--- Begin PROVIDED DATA ---

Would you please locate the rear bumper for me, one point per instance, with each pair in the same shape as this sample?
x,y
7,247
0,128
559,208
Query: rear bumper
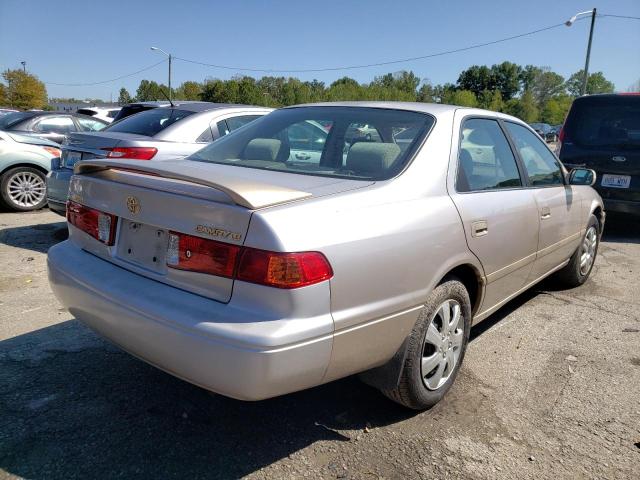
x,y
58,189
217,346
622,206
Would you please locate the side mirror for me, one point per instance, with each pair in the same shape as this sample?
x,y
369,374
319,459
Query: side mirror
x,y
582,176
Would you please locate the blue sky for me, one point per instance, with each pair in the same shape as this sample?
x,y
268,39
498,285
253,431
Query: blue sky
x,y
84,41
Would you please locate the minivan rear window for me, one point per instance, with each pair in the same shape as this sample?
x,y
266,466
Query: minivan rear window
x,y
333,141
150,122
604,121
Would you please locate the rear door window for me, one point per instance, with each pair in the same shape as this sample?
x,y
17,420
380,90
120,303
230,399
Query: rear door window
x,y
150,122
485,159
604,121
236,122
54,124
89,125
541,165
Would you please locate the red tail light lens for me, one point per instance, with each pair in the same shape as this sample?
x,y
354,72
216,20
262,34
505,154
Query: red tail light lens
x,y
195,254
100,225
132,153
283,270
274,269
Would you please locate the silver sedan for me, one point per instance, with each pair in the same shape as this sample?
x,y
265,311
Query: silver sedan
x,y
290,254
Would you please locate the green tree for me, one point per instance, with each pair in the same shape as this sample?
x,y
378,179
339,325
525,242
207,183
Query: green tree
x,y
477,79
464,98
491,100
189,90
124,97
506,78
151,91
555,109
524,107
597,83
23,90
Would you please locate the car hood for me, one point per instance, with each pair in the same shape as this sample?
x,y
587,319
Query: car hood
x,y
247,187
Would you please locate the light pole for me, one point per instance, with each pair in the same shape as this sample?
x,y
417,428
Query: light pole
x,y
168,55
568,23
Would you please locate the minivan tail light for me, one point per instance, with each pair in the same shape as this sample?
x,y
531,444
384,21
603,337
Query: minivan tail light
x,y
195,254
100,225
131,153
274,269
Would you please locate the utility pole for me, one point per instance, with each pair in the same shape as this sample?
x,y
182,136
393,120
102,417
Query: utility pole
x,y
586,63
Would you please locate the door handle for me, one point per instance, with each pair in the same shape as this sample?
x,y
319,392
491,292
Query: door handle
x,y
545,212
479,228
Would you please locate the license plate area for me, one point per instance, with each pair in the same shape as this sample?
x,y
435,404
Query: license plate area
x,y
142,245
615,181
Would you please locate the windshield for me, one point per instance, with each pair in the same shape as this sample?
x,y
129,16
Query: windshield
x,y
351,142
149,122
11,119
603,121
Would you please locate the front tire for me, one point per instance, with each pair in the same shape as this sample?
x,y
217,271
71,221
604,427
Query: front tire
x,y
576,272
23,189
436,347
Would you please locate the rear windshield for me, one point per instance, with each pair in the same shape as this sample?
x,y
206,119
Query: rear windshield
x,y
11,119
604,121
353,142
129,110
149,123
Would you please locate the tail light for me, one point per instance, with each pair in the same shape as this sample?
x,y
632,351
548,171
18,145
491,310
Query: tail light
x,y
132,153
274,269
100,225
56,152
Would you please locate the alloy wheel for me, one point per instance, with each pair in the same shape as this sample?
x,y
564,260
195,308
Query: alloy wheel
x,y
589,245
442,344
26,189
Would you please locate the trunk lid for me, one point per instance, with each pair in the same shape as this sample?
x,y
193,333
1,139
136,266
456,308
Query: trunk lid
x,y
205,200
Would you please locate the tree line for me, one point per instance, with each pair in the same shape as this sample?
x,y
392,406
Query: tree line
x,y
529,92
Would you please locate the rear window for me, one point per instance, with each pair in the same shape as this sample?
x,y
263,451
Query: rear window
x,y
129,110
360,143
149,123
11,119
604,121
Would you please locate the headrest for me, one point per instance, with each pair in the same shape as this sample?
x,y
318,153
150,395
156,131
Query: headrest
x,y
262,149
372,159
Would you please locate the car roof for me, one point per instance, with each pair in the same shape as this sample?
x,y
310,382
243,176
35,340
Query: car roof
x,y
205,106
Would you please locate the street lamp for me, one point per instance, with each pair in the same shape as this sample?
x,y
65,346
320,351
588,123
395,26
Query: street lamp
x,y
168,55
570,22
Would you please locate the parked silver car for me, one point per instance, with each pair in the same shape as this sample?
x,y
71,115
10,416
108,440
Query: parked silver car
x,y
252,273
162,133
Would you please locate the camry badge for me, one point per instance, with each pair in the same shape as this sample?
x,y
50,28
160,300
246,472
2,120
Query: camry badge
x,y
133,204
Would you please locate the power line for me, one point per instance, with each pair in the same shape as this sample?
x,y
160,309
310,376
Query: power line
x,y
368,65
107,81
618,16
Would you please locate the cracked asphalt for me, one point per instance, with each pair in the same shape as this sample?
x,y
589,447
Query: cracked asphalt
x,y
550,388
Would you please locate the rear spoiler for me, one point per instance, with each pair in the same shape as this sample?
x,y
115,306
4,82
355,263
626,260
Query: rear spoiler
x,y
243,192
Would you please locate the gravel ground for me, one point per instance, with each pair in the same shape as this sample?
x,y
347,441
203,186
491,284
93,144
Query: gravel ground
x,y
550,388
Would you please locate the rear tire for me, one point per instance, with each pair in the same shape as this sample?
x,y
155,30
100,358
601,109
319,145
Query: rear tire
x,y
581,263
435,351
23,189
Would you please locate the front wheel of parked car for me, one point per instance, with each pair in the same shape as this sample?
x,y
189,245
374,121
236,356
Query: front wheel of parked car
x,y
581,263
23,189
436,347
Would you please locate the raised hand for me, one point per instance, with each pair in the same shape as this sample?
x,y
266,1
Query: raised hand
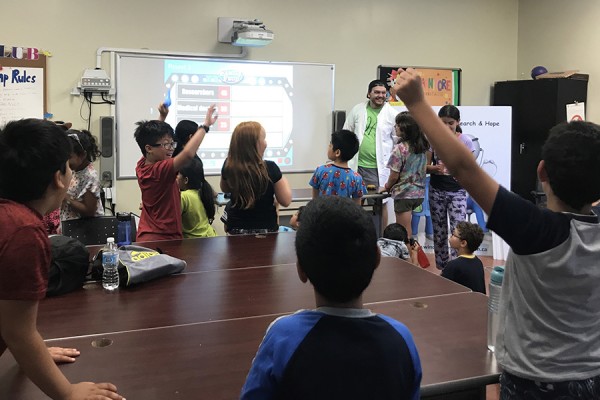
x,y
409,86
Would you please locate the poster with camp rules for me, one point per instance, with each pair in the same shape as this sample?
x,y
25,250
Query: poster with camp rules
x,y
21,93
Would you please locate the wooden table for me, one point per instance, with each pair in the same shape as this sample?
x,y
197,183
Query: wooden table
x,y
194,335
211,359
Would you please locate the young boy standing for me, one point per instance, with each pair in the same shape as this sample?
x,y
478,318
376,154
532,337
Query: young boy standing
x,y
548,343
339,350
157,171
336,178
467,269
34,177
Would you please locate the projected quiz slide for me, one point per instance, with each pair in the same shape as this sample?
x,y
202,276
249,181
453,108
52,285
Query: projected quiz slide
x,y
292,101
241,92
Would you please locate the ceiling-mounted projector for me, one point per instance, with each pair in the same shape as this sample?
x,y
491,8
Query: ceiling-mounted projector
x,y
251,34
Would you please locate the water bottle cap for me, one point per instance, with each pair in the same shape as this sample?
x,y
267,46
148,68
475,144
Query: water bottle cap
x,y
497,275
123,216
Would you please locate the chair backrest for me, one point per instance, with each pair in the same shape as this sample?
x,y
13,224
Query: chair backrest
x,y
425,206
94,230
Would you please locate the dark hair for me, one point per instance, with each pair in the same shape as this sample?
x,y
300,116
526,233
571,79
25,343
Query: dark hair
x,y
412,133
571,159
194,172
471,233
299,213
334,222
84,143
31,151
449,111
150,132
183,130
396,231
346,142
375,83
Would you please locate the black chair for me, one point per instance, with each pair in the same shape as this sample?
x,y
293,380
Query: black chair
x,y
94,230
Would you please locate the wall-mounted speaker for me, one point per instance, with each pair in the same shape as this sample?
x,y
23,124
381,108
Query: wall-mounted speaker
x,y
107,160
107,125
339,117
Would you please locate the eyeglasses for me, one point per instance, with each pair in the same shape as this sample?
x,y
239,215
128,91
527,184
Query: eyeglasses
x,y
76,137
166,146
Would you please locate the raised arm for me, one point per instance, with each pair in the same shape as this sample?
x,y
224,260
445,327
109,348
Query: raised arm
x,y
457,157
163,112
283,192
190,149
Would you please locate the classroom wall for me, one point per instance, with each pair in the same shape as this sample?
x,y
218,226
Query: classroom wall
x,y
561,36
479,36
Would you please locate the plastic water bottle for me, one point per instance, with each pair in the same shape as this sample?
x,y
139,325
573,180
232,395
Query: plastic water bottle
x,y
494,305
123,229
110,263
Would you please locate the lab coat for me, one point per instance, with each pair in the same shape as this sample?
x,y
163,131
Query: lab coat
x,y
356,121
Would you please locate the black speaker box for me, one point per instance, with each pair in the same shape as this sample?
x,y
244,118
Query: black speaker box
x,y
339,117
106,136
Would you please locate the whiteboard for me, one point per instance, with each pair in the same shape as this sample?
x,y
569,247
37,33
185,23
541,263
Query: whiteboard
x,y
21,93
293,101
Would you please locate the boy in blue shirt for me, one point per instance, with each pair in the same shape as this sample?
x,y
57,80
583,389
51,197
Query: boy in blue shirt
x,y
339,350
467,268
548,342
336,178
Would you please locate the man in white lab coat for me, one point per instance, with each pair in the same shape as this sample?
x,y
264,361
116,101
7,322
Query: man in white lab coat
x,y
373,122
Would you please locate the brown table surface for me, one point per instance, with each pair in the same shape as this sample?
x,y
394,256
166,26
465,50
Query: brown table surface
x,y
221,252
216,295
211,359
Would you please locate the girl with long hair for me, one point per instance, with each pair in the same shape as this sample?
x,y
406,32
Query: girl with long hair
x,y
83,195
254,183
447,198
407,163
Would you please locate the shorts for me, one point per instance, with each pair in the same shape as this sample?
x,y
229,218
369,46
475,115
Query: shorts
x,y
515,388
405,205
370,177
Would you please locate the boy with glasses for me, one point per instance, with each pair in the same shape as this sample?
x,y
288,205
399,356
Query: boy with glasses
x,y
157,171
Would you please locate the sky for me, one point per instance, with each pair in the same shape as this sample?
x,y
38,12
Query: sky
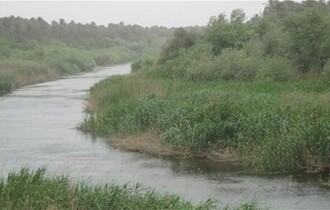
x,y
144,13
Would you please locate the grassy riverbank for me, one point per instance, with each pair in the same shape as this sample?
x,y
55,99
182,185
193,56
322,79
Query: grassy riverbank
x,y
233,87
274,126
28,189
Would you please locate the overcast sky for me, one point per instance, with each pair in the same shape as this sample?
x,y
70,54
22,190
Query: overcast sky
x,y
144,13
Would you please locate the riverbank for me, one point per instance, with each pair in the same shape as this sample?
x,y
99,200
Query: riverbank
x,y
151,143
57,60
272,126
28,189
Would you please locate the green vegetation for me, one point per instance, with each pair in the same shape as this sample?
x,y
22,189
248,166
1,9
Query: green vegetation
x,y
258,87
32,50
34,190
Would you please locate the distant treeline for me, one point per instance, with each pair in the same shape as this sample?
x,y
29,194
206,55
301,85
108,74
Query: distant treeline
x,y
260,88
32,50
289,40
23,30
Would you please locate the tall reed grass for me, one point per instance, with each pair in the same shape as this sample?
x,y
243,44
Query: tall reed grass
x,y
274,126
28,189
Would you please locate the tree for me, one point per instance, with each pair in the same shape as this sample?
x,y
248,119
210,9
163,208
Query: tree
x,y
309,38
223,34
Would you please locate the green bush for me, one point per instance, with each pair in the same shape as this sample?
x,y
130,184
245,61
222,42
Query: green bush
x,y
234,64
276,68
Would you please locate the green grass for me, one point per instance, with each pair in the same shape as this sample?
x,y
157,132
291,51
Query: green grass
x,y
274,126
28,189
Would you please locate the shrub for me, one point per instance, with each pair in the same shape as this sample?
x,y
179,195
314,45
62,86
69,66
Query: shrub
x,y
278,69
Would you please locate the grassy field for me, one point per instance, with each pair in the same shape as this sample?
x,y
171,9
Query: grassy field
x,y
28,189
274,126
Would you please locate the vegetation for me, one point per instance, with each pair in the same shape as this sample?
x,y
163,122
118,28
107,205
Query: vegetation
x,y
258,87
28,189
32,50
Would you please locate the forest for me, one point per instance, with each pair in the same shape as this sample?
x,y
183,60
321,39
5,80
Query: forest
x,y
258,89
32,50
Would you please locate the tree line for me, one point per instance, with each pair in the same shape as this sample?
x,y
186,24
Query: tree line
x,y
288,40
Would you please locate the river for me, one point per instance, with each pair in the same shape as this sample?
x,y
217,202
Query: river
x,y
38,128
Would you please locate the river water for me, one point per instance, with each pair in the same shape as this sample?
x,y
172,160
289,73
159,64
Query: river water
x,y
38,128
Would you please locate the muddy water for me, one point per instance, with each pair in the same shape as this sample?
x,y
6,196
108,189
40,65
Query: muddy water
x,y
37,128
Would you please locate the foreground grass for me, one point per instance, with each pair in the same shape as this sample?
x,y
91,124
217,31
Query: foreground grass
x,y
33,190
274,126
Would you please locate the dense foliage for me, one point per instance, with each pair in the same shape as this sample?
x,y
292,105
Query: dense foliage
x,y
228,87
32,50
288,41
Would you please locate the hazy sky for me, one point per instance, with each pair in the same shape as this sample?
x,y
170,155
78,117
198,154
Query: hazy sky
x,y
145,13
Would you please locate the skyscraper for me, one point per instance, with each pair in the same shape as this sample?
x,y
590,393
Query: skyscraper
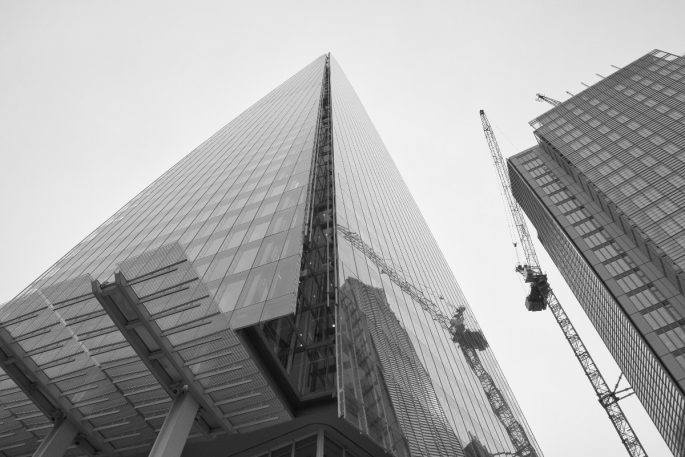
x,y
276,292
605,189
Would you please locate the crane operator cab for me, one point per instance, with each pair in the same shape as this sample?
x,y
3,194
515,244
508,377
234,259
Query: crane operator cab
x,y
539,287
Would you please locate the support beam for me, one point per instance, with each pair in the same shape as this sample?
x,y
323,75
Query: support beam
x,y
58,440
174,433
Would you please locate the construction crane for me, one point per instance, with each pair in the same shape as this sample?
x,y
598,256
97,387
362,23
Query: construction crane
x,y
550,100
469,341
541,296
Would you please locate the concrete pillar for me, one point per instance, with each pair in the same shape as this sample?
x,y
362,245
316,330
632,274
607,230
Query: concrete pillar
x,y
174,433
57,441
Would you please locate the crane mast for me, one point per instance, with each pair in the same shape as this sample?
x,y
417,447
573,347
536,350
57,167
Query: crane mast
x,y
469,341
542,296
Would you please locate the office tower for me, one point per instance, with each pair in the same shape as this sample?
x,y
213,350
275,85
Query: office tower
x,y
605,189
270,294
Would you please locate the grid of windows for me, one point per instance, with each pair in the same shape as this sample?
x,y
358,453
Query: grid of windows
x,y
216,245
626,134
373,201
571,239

--- End PROVIDED DATA ---

Copy out the lines from the one containing "Would you please locate the support" through the end of the entries, inclusive.

» **EXERCISE ANSWER**
Would you please locate the support beam for me, one point per instance, with each pair in the same shape as this sample?
x,y
323,75
Query: support beam
x,y
58,440
174,433
Would you please locate the construction crane for me, one point per instance, with each pair in the same shape as this sample?
x,y
598,256
97,387
362,23
Query: construction crane
x,y
550,100
469,341
541,296
Would you please locate the concrete pillar for me, one point per instance, with each pair in the same shape as this sample?
x,y
362,245
316,330
632,274
607,230
Query: concrete pillar
x,y
174,433
57,441
Would you please locate the crane mast for me, one point per instance, with each pair in the same shape as this sample?
x,y
417,447
573,347
536,350
57,167
Query: crane mast
x,y
469,341
542,296
Would you please locate the office tower for me, one point per instance, with each pair in the same shape as this sample?
x,y
213,350
275,85
Query: office tower
x,y
605,189
270,294
Would you please locate the grid of windows for me, one point per instance, with each pair in the same shape as this sample?
x,y
358,453
Query: grid of windows
x,y
216,245
626,134
373,201
571,239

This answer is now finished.